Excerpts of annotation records

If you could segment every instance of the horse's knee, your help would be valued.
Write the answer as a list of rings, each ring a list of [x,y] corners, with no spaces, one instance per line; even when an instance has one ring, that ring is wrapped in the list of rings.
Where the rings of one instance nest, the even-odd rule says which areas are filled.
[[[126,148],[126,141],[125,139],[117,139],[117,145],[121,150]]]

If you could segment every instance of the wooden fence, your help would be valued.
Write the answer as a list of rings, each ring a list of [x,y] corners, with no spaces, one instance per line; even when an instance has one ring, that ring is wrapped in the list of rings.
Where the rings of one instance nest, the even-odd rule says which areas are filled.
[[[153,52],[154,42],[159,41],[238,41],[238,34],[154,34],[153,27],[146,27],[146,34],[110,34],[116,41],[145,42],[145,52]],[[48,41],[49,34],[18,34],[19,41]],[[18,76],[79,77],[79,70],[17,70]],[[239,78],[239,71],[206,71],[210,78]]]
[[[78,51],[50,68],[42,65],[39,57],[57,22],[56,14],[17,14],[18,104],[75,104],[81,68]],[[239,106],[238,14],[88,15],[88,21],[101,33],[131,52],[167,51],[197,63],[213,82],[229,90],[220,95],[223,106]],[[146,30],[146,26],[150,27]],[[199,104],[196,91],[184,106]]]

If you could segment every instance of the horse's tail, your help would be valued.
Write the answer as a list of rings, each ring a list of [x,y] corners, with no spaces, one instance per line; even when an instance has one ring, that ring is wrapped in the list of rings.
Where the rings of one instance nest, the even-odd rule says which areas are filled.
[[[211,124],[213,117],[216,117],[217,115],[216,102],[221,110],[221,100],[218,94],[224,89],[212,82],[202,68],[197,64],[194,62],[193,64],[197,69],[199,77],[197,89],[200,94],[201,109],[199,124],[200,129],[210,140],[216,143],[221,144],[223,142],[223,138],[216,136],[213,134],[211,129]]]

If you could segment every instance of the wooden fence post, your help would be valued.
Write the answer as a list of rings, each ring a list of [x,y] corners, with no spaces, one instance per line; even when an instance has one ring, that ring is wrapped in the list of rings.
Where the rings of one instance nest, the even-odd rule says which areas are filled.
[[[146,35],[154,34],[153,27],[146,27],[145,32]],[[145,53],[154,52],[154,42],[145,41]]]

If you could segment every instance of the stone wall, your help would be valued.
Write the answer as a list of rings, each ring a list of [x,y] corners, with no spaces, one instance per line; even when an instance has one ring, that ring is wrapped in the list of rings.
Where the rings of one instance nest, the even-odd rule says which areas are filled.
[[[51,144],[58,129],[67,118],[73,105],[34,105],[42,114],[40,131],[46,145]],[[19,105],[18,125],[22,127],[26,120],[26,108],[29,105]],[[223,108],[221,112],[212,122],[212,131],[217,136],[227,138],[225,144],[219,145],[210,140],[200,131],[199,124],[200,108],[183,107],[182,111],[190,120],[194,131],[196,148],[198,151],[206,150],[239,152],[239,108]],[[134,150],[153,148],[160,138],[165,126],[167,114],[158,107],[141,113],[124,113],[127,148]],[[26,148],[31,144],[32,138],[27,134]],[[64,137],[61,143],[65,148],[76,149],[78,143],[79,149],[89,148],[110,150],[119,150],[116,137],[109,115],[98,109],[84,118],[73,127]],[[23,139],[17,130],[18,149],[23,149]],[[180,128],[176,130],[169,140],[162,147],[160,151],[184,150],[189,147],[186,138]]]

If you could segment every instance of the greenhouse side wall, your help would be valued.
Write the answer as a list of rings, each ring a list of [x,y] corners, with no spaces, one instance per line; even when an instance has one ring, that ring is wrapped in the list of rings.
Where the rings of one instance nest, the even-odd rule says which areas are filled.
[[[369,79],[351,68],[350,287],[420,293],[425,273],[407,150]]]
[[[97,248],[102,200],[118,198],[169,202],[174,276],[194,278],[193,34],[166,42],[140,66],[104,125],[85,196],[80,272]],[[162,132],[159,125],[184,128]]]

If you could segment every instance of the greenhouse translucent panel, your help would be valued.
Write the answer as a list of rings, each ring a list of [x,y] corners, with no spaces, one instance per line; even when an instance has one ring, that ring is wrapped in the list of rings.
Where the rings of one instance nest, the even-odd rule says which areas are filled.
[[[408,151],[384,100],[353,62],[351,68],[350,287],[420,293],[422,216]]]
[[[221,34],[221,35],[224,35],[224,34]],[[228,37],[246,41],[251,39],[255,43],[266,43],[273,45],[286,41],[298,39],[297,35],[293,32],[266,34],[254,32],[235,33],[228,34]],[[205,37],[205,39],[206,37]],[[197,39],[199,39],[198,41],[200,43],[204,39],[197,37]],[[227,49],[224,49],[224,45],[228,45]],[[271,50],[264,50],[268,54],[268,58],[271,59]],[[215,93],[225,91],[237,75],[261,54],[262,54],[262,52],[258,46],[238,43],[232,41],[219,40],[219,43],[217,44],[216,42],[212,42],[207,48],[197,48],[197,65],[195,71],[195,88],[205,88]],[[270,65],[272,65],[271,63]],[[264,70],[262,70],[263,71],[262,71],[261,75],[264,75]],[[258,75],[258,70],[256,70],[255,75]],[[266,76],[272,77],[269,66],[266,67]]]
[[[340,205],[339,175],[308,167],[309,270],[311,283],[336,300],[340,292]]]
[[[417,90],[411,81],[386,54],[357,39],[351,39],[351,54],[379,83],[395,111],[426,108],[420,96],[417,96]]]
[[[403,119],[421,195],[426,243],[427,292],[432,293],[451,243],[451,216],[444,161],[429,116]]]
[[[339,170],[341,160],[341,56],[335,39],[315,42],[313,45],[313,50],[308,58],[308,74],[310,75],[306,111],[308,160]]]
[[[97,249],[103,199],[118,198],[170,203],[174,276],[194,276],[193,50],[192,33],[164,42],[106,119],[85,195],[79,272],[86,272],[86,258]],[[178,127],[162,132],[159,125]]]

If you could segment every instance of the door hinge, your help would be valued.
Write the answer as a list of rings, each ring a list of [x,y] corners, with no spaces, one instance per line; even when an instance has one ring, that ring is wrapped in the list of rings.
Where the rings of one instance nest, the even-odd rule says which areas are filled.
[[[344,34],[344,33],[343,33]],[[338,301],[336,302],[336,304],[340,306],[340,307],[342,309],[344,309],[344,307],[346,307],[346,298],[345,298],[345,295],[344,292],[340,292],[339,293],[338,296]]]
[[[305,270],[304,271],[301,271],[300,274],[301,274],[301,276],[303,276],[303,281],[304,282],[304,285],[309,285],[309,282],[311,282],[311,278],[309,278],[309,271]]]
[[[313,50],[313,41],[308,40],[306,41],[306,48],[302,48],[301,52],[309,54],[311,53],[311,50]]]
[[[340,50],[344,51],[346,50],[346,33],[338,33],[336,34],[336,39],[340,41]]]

▶ Stated goal
Give back exactly the lines from the line holding "If you could segment every instance of the door" through the last line of the listing, including both.

▶ Written solution
If you could segment every instance of the door hinge, your help would be valued.
Write the answer as a list of rings, each ring a list of [x,y] corners, with no spaces, one instance per line; even when an instance has one ring, that ring is wrapped in the list of rings.
Where the rings of one instance nest, the even-odd rule says which areas are filled.
[[[344,34],[344,33],[343,33]],[[338,301],[336,302],[336,304],[340,306],[340,307],[342,309],[344,309],[344,307],[346,307],[346,298],[345,298],[345,295],[344,292],[340,292],[339,293],[338,296]]]
[[[305,270],[304,271],[301,271],[300,274],[301,274],[301,276],[303,276],[303,281],[304,282],[304,285],[309,285],[309,282],[311,282],[311,278],[309,278],[309,271]]]
[[[313,50],[313,41],[308,40],[306,41],[306,48],[302,48],[301,52],[309,54],[311,53],[311,50]]]
[[[340,50],[344,51],[346,50],[346,33],[338,33],[336,34],[336,39],[340,41]]]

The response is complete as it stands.